Point-based annotation data

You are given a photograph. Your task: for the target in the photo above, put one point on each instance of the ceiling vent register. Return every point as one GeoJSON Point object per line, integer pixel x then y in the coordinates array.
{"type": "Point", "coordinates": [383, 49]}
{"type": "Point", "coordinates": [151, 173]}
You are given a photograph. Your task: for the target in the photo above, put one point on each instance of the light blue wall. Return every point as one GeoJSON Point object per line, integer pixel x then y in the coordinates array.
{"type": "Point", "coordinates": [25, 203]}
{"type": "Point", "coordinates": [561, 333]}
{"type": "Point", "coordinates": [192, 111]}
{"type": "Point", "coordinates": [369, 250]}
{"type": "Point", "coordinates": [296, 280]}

(YOUR OBJECTIVE) Turn all of the data above into a two-column CSV with the headers "instruction" and "points", one row for each instruction and the answer that follows it. Put every field in double quotes and replace any line breaks inside a field with spaces.

(SOLUTION TO THIS PROBLEM)
instruction,points
"You are given a photograph. Your task: for the target in the photo above, put one point on each instance of the ceiling vent register. Return every point as one GeoJSON Point object per line, integer pixel x then y in the coordinates array.","{""type"": ""Point"", ""coordinates"": [383, 49]} {""type"": ""Point"", ""coordinates"": [151, 173]}"
"You are given a photograph. Your task: for the target in the photo above, put one point on each instance of the light blue wall. Return every point as one GeoJSON Point object per line, integer pixel x then y in the coordinates array.","{""type"": ""Point"", ""coordinates"": [25, 203]} {""type"": ""Point"", ""coordinates"": [561, 333]} {""type"": ""Point"", ""coordinates"": [192, 111]} {""type"": ""Point"", ""coordinates"": [369, 250]} {""type"": ""Point"", ""coordinates"": [296, 280]}"